§ **EXCERPT**

Investigating transmission dynamics of influenza in a public indoor venue: An agent-based modeling approach

Despite much effort, influenza continues to be one of the major public health concerns. To understand its transmission dynamics, extensive epidemiological models have been developed in various spatial contexts, from small-scale community to larger-scale area such as city and country. However, there is a significant lack of rigorous models designated for characterizing specific transmission patterns in fine-scale spatial contexts, particularly, in public indoor venues such as shopping malls, airports, and grocery stores. In fact, the transmissions in such settings could be very critical as the infected individuals can quickly spread the disease area wide. In modeling the transmission dynamics in public venues, one of the biggest challenges is to appropriately capture the random contacts occurred between individuals within a dynamic and highly mobile population. Focusing on the public indoor environment, this study conceptualized an agent-based modeling framework for investigating human-to-human transmissions via an explicitly represented contact network. By applying this framework, a computer simulation model was developed to mimic how the influenza can be transmitted in a real shopping mall in the U.S. The impacts of three contributing factors - timing, number and role (shopper or mall employee) of the introductory cases - was examined under different hypothetical disease scenarios using computer experiments. Furthermore, the effectiveness of employee-targeted vaccination and public social distancing strategies were evaluated with different vaccine efficacies and mall hour reductions, respectively. Our findings are valuable for local health authorities to take actions as they prepare and control the seasonal flu as well as the potential epidemics.

Automated summary

Despite efforts to understand influenza transmission dynamics, there is a lack of rigorous models for specific transmission patterns in fine-scale spatial contexts, particularly in public indoor venues. The study developed an agent-based modeling framework to investigate human-to-human transmissions in a shopping mall and examined the impacts of timing, number, and role of introductory cases under different disease scenarios using computer simulations. The findings have implications for local health authorities in preparing and controlling seasonal flu and potential epidemics.

§ **INFORMATION SUPPLIED**
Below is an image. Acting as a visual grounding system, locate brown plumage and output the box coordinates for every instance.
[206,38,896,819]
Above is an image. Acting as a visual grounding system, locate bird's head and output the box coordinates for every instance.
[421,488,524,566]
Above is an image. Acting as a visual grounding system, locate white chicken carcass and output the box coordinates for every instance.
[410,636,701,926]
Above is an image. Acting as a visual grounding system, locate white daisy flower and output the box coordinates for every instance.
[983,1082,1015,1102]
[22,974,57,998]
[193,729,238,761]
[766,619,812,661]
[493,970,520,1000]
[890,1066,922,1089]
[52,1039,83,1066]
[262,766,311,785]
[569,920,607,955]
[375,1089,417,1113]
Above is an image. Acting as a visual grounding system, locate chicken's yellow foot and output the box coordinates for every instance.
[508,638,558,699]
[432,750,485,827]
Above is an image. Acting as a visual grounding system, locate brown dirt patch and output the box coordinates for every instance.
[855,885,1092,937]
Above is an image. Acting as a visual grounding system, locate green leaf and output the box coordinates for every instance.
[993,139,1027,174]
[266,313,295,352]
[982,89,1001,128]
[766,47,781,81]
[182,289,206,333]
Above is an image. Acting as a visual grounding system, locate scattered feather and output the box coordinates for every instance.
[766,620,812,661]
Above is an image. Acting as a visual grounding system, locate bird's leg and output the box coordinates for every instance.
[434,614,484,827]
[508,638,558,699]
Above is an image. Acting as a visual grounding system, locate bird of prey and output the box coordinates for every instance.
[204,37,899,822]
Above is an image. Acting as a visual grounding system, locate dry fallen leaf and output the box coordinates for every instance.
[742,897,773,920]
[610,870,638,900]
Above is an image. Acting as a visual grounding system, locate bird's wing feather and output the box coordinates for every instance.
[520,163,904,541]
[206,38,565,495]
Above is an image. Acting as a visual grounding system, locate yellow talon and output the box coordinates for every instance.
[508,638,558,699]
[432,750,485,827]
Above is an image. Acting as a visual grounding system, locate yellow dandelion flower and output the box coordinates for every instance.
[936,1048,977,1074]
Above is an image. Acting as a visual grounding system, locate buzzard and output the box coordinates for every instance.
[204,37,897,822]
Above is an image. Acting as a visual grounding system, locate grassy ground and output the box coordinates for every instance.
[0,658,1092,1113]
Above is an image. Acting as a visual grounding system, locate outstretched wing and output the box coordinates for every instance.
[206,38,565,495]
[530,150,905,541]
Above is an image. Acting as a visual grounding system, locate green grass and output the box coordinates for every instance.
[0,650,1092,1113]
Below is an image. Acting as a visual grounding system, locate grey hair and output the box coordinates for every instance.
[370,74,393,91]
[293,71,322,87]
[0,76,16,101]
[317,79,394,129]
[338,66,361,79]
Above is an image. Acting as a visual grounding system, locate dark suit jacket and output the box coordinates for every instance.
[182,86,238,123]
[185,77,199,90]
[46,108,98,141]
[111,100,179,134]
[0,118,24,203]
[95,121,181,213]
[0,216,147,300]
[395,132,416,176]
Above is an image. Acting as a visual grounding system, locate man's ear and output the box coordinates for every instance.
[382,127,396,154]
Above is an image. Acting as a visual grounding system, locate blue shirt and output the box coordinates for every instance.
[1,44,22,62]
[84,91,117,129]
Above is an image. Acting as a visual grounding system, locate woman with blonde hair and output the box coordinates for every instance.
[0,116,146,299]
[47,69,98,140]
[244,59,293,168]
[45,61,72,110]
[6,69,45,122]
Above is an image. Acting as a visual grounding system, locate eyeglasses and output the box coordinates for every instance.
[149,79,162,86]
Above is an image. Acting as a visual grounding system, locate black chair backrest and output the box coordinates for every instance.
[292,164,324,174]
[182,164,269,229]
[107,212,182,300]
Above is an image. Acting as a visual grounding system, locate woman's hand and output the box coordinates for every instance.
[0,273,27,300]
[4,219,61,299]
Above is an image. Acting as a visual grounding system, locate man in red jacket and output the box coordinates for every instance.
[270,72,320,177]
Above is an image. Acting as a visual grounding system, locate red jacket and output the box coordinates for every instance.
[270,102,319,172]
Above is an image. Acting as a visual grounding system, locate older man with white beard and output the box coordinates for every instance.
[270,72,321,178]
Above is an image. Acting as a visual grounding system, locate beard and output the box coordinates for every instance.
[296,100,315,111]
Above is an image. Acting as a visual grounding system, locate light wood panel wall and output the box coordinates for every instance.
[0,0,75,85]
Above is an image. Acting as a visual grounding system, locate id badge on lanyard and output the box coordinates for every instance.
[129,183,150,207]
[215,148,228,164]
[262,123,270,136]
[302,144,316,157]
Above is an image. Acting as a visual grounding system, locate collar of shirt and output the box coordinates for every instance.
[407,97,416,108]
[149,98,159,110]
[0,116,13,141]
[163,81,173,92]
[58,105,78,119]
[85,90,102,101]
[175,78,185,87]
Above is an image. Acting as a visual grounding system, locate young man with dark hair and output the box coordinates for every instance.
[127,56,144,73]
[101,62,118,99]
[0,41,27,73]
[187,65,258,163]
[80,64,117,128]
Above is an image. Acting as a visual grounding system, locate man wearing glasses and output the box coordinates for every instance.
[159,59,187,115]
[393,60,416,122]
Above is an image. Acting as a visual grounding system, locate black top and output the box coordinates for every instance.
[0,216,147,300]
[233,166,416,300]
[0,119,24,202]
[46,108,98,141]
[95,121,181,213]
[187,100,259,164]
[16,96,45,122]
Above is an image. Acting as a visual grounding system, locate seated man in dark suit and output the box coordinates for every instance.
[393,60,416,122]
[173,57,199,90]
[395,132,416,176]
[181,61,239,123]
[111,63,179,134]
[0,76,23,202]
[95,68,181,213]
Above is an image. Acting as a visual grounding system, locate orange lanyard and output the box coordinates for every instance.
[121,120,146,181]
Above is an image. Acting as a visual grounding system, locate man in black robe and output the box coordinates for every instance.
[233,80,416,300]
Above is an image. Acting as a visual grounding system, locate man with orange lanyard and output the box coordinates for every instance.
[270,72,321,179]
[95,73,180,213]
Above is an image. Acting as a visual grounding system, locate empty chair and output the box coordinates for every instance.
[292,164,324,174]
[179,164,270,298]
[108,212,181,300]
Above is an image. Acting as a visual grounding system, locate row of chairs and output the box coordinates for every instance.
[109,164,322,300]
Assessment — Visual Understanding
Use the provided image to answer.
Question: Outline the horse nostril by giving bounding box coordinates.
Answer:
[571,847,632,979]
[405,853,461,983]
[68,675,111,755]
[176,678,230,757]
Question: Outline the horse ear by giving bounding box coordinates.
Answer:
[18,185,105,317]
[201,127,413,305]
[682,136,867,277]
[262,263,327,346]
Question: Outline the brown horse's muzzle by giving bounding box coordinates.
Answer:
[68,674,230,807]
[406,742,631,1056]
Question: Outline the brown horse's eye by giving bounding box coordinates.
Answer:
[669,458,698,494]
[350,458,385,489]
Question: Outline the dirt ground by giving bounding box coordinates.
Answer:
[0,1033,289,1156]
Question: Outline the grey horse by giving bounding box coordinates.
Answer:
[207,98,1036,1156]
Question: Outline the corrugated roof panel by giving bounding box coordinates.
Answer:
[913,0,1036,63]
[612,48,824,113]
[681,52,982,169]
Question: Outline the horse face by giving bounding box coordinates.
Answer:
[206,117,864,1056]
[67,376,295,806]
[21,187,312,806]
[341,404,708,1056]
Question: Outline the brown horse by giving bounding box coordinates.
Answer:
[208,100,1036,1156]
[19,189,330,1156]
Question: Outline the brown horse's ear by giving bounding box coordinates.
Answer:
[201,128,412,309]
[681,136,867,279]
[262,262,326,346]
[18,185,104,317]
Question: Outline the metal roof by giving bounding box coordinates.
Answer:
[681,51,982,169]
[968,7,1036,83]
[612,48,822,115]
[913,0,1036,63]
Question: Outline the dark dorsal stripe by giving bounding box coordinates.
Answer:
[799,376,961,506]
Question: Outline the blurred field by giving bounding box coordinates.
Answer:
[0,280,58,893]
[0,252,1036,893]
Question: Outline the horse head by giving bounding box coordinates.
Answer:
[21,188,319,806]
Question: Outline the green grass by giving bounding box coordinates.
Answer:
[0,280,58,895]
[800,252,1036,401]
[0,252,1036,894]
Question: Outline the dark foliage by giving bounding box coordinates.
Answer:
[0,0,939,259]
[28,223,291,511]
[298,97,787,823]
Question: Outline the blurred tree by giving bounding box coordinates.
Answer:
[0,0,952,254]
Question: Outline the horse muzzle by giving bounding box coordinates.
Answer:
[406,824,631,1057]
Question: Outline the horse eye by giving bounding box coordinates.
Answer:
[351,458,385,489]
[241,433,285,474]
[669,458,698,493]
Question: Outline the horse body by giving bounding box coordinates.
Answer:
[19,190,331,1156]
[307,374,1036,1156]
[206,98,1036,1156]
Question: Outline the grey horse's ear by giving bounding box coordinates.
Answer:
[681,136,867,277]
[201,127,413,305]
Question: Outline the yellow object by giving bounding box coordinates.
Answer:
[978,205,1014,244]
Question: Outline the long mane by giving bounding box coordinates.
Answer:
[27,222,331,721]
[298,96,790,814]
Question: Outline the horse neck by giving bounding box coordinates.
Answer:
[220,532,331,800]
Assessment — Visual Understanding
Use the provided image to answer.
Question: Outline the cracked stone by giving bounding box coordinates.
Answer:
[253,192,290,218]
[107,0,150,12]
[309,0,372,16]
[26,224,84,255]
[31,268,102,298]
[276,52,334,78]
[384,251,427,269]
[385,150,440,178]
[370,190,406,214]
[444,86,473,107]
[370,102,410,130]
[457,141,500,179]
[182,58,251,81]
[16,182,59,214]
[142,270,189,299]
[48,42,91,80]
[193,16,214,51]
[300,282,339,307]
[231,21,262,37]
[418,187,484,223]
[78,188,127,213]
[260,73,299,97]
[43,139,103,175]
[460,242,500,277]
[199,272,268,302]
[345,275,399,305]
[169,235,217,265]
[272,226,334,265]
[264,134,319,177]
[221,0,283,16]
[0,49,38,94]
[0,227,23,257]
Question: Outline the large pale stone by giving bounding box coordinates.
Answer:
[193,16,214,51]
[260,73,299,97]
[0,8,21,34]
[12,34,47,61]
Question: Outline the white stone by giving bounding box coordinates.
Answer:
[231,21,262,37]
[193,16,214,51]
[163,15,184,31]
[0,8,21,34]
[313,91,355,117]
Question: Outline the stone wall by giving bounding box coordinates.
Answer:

§ **EXERCISE DIRECTIONS**
Copy from the influenza transmission text the passage that opens with the words containing "Automated summary" and closes with "and potential epidemics.", reproducing every word and punctuation mark unchanged.

§ **WRITTEN REPLY**
Automated summary

Despite efforts to understand influenza transmission dynamics, there is a lack of rigorous models for specific transmission patterns in fine-scale spatial contexts, particularly in public indoor venues. The study developed an agent-based modeling framework to investigate human-to-human transmissions in a shopping mall and examined the impacts of timing, number, and role of introductory cases under different disease scenarios using computer simulations. The findings have implications for local health authorities in preparing and controlling seasonal flu and potential epidemics.